Task description => Look through the entries below and report how many lines hold the string "church". Only the number is wanted.

Extracted records =>
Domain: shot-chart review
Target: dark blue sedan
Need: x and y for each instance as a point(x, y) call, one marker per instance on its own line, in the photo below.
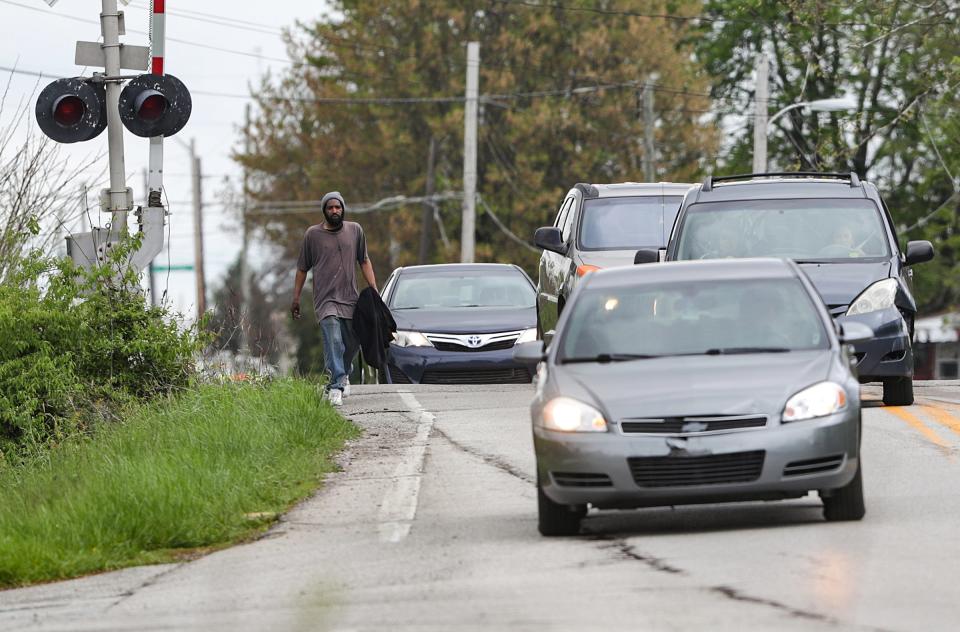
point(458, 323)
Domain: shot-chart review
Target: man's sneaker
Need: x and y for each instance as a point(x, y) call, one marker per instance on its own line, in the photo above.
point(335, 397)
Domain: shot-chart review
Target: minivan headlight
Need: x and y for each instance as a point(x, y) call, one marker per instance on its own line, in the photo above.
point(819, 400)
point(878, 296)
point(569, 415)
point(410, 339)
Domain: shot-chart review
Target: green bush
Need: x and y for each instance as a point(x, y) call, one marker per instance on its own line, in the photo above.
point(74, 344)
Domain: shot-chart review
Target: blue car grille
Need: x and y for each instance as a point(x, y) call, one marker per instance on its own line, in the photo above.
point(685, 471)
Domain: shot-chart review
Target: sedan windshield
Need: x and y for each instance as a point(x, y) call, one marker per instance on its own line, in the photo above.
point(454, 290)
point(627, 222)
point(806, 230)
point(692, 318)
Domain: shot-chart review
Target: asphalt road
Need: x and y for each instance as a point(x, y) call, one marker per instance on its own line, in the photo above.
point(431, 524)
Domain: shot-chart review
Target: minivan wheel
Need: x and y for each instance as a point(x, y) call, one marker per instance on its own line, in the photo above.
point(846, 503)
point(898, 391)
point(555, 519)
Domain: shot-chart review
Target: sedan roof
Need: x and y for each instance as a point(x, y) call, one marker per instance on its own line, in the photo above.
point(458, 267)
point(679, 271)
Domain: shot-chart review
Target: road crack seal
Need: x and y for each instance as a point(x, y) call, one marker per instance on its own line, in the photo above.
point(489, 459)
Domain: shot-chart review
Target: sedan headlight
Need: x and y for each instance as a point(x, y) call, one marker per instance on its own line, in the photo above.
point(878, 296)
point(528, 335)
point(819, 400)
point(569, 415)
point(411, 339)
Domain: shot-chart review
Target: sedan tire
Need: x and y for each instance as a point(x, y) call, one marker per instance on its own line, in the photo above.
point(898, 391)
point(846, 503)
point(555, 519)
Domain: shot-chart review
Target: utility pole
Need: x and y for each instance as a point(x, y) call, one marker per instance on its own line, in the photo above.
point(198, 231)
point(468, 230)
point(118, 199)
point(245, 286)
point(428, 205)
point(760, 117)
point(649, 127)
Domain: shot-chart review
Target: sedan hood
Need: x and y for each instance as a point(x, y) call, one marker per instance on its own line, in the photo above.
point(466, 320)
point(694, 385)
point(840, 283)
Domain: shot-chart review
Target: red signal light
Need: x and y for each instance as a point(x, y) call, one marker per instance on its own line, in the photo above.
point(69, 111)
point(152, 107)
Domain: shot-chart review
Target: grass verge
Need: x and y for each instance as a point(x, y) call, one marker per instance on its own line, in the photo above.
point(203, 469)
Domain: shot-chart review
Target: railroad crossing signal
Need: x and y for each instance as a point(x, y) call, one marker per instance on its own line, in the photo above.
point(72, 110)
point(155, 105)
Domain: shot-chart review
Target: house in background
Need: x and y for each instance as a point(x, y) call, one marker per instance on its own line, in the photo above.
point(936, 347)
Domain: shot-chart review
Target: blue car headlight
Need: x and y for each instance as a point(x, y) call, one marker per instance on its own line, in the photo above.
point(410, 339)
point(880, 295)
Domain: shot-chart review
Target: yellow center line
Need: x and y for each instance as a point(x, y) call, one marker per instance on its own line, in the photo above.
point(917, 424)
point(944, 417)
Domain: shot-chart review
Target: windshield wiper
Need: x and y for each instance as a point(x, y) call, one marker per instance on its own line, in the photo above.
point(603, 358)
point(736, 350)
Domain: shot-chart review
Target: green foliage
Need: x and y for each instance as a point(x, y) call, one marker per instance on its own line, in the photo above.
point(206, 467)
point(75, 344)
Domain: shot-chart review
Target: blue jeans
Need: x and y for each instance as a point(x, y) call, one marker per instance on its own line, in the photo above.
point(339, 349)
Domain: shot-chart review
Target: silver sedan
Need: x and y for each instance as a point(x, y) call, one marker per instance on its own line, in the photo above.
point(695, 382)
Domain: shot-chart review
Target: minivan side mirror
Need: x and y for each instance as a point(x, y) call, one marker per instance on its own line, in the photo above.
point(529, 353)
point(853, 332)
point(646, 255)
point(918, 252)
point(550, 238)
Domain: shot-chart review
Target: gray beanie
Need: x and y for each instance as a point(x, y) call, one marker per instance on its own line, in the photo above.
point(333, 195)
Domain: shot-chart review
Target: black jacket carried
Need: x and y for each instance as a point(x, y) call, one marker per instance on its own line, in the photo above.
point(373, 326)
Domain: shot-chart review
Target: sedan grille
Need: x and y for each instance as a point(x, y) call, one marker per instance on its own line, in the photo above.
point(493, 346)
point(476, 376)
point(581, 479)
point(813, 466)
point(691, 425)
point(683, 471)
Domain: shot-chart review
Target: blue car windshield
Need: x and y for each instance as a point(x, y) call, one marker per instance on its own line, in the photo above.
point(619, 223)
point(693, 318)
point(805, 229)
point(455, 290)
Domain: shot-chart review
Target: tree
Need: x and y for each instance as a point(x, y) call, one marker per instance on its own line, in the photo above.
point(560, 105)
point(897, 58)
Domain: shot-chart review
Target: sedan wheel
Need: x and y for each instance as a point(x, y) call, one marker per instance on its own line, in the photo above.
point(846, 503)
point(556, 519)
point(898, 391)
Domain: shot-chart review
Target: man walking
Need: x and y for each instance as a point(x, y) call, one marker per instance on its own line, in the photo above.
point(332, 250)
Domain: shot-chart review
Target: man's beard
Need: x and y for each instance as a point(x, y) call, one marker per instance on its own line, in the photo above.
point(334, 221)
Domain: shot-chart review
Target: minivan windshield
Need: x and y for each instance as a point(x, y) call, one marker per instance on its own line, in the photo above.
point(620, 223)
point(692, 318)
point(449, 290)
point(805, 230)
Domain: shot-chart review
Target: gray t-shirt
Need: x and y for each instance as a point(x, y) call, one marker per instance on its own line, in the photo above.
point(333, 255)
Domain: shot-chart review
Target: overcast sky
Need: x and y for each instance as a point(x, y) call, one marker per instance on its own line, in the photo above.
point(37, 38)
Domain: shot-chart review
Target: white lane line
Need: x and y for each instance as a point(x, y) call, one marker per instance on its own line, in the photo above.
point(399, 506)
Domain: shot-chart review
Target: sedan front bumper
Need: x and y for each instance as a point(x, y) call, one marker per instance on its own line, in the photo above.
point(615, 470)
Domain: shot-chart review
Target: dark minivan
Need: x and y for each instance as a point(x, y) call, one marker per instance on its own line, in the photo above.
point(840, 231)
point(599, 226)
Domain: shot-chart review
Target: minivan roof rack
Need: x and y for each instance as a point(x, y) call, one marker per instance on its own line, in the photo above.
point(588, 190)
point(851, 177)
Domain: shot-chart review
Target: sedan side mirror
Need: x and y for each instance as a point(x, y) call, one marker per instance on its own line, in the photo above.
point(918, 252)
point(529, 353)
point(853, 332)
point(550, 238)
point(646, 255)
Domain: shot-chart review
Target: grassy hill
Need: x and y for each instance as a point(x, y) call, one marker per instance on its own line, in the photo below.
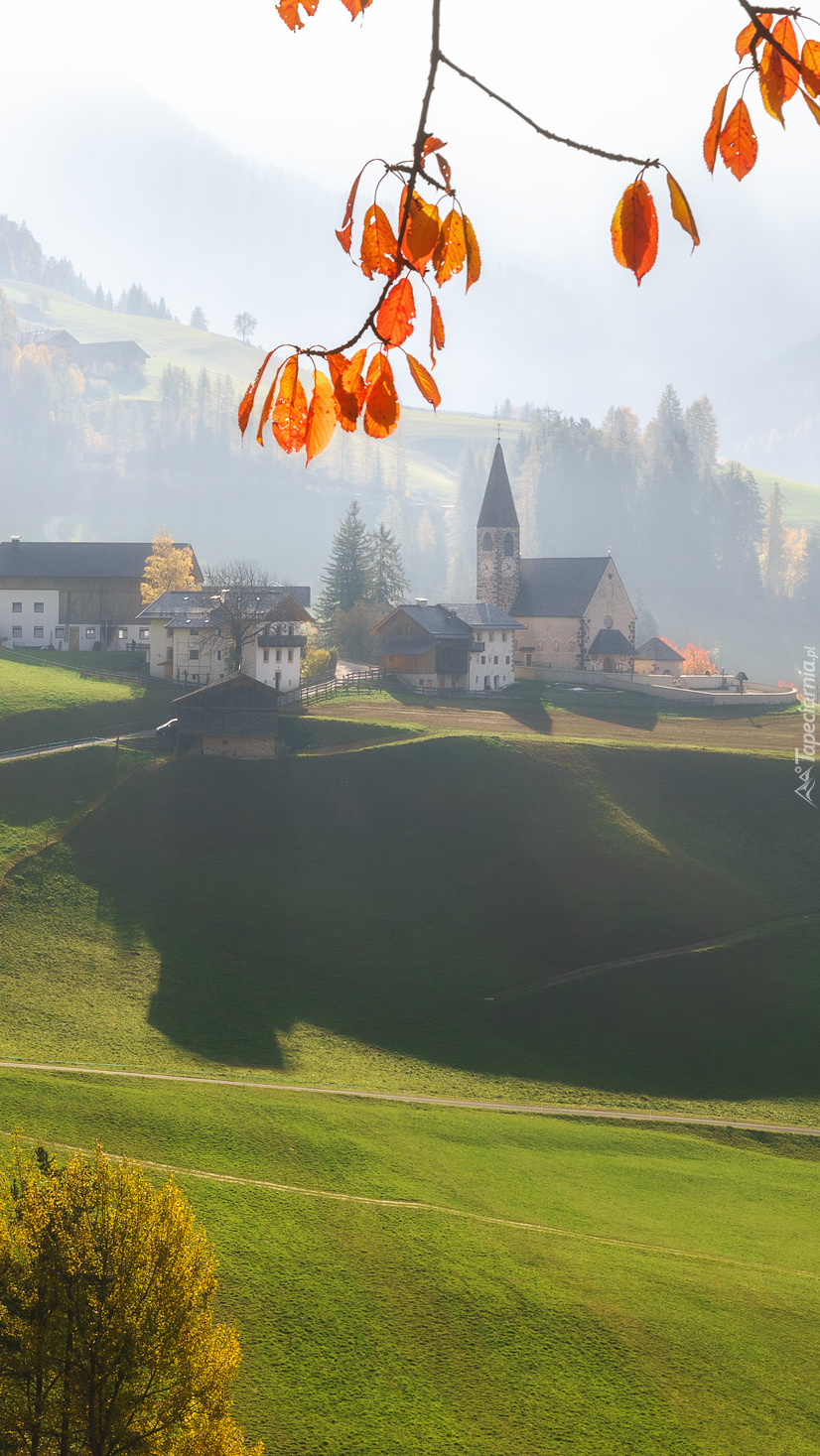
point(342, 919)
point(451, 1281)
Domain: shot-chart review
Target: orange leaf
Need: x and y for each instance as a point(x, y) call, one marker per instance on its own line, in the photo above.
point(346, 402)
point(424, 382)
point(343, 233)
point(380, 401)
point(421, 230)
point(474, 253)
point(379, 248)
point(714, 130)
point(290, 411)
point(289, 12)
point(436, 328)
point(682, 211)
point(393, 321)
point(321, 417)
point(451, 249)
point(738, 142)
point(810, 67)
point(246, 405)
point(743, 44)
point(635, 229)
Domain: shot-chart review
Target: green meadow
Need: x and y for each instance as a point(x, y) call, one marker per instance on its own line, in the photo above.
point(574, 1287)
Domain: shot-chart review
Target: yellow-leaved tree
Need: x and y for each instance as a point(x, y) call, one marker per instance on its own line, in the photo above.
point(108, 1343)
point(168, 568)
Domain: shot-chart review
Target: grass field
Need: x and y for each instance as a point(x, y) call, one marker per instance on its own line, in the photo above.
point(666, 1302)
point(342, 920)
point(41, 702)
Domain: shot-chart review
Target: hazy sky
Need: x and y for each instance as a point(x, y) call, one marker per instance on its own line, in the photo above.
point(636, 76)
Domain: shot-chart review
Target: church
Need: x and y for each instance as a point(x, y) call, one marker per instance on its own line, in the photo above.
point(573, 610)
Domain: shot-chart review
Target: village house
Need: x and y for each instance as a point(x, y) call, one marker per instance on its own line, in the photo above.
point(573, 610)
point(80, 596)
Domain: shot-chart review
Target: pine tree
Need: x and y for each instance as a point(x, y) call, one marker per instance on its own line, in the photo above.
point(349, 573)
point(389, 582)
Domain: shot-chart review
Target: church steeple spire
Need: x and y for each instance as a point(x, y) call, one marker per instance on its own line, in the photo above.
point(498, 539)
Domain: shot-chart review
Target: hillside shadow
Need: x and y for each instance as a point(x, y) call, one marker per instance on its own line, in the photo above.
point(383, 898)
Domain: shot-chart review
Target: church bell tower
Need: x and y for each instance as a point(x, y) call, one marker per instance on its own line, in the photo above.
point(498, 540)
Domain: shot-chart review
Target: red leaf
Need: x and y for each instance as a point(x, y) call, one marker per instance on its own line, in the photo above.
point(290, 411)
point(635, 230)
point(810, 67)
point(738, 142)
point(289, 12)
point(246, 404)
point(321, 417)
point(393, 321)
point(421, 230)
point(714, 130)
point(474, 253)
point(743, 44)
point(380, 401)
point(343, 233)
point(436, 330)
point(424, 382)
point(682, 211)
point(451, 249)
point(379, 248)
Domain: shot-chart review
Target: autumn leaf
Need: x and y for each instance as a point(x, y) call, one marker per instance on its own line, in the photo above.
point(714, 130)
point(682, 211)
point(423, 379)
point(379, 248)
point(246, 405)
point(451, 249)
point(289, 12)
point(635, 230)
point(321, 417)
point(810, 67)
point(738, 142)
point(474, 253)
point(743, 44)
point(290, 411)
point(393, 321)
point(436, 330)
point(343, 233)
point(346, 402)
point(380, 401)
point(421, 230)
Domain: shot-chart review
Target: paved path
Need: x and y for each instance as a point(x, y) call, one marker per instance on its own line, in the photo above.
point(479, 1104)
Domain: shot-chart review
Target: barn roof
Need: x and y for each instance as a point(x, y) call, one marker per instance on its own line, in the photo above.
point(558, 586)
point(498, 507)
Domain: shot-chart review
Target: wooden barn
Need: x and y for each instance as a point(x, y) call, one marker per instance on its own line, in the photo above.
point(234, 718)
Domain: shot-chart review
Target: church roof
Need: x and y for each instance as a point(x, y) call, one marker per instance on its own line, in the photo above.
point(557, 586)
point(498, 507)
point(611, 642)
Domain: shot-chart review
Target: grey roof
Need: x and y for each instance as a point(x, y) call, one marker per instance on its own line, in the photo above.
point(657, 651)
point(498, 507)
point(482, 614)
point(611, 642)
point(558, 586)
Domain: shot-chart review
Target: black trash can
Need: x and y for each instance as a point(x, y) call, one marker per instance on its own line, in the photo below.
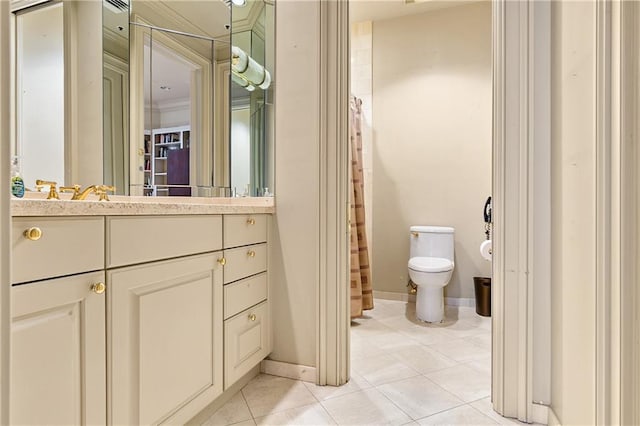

Your solution => 4